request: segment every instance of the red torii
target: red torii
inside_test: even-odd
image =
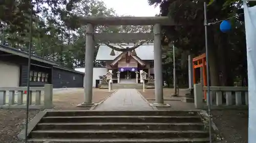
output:
[[[205,53],[203,53],[193,59],[193,80],[194,83],[197,83],[196,77],[196,69],[203,67],[203,86],[207,86],[207,76],[206,76],[206,59]],[[206,99],[206,92],[204,92],[204,99]]]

━━━

Copy each line of the records precisely and drop any images they hold.

request: segment every instance of the red torii
target: red torii
inside_test: even-odd
image =
output:
[[[205,53],[203,53],[193,59],[193,80],[194,83],[197,83],[196,77],[196,69],[203,67],[203,86],[207,86],[207,76],[206,76],[206,59]],[[206,99],[206,92],[204,92],[204,99]]]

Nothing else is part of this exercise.